Tareas:
[a] Reescribe como una lista breve el párrafo del texto sobre Tolkien que empieza con «A J.R.R. Tolkien se le conoce». Conserva sus datos principales.
[b] Sigue escribiendo el texto sobre Tolkien a partir de su última oración.

Texto de referencia:
◇ ◇ ◇ ◇ ◇

La dinámica del poder y la petición de la paz. Proponemos algunas de las cartas que J.R.R Tolkien escribe a su hijo Christopher, alistado en la aviación inglesa durante la Segunda Guerra Mundial. En uno de los momentos más oscuros de la historia
A J.R.R. Tolkien se le conoce sobre todo por ser autor de uno de los libros más leídos del mundo, libro que sigue dando que hablar, como ha demostrado la reciente serie de Amazon (muy discutida). Pero en realidad Tolkien es mucho más que eso. Como él mismo señaló en una entrevista, lamentando el éxito (inesperado) de El señor de los anillos, a Tolkien le debemos un corpus literario mucho más vasto y complejo, al que podemos añadir un epistolario de inmensa riqueza y profundidad. De hecho, Tolkien fue un hombre con una humanidad difícil de encontrar, con una historia marcada por el dolor, arraigado en la experiencia de una fe viva y dramática. Huérfano de padre, se crio en su primera infancia con su madre, convertida al catolicismo, que más tarde «murió mártir», como diría el propio Tolkien años después.

◇ ◇ ◇ ◇ ◇

Registros proporcionados:

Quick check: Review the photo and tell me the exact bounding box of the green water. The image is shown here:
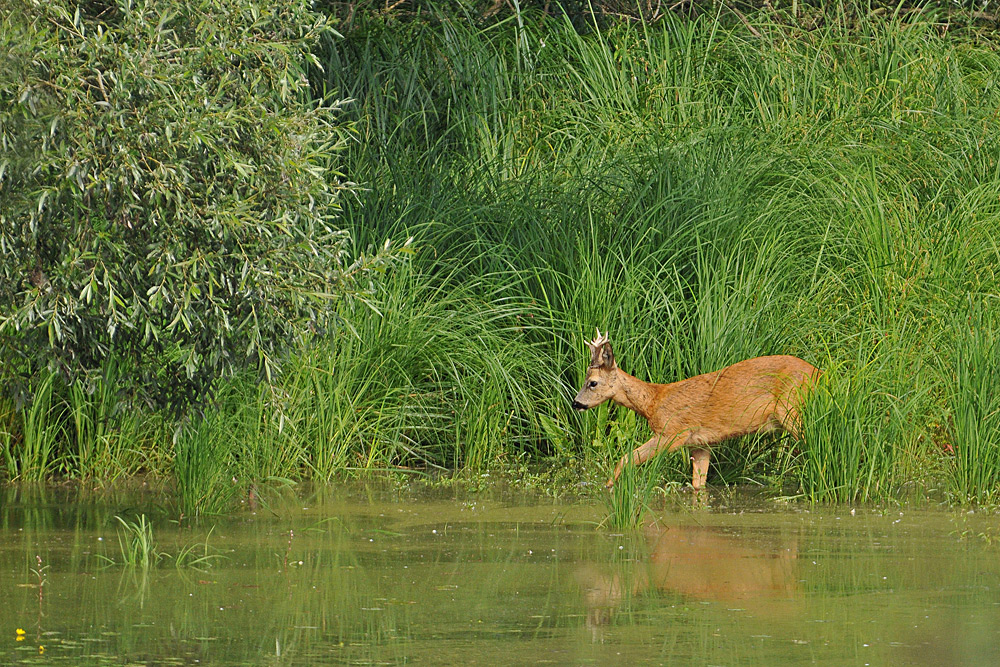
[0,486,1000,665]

◇ ◇ ◇ ◇ ◇

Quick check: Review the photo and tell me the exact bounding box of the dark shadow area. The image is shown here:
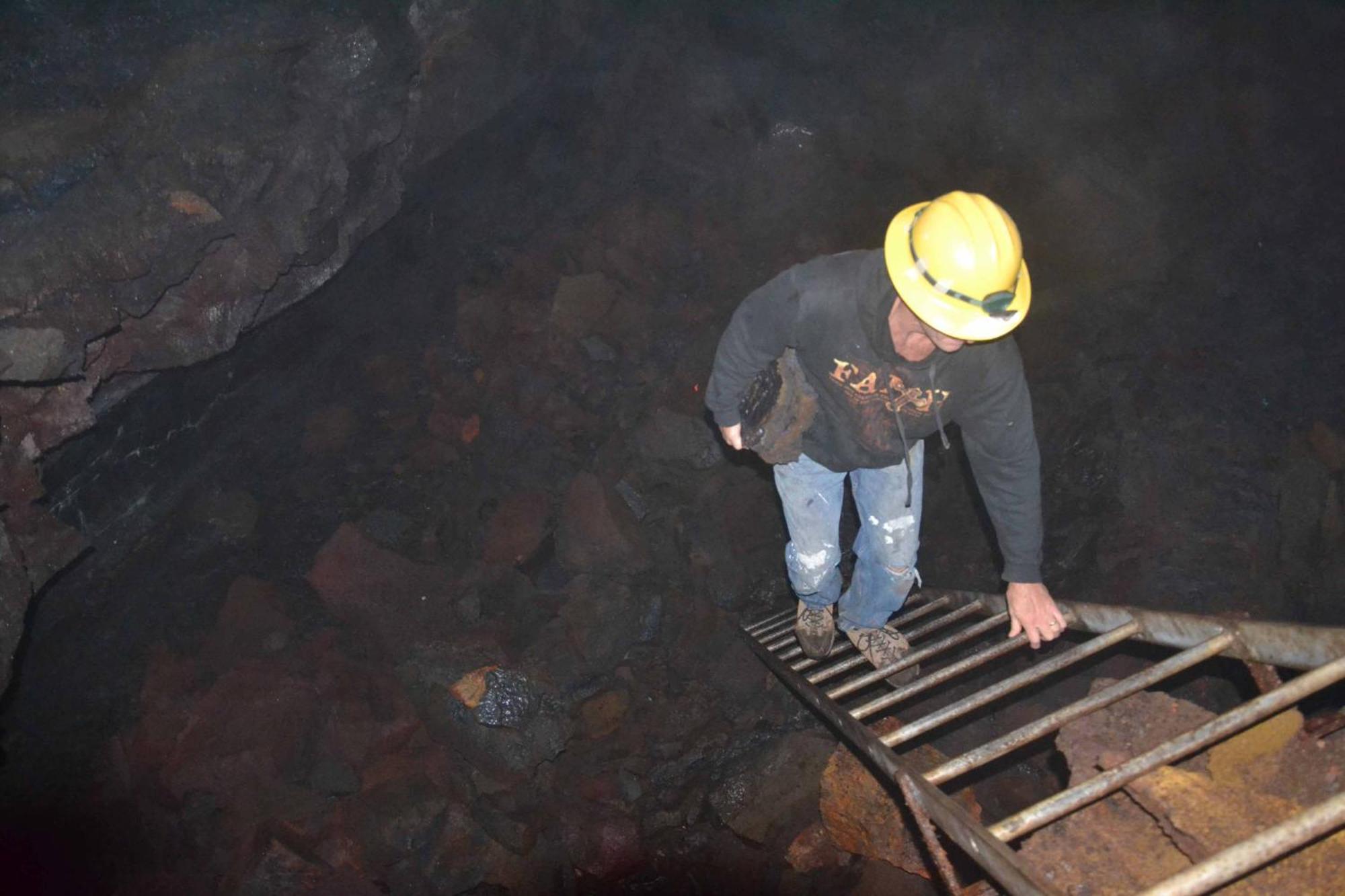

◇ ◇ ◇ ◇ ◇

Respuestas por tarea:
[a]
- A Tolkien se le conoce sobre todo por ser autor de uno de los libros más leídos del mundo. Ese libro sigue dando que hablar, como ha demostrado la reciente serie de Amazon, muy discutida.
- En una entrevista lamentó el éxito inesperado de El señor de los anillos y señaló que su obra es mucho más amplia: un corpus literario más vasto y complejo, al que se suma un epistolario de gran riqueza y profundidad.
- Fue un hombre de una humanidad difícil de encontrar, con una historia marcada por el dolor y arraigada en una fe viva y dramática.
- Quedó huérfano de padre y pasó su primera infancia con su madre, convertida al catolicismo. Años después, él mismo diría que ella «murió mártir».

[b]
Al terminar sus estudios en la universidad de Oxford, le enviaron al infierno de las trincheras del Somme durante la Primera Guerra Mundial, donde vio morir a sus mejores amigos. También colaboró activamente en las operaciones de la inteligencia inglesa durante la Segunda Guerra Mundial, pero ese drama lo vivió sobre todo como padre angustiado de un hijo en el frente. De ahí que no sorprenda, como reconocen muchos expertos, que la guerra sea un tema dominante en la personalidad y en la obra de Tolkien, así como las diversas actitudes que un hombre puede adoptar ante ella: reaccionar al mal y a la injusticia usando la misma lógica de violencia y poder (como hace Saruman en El señor de los anillos frente al satánico Sauron) o bien aceptar entrar en otra perspectiva distinta («la ley secreta de la Creación»), aparentemente “estúpida” e ineficaz, pero en realidad más sabia y segura (la postura de Gandalf y los hobbits, que renuncian al poder del Anillo).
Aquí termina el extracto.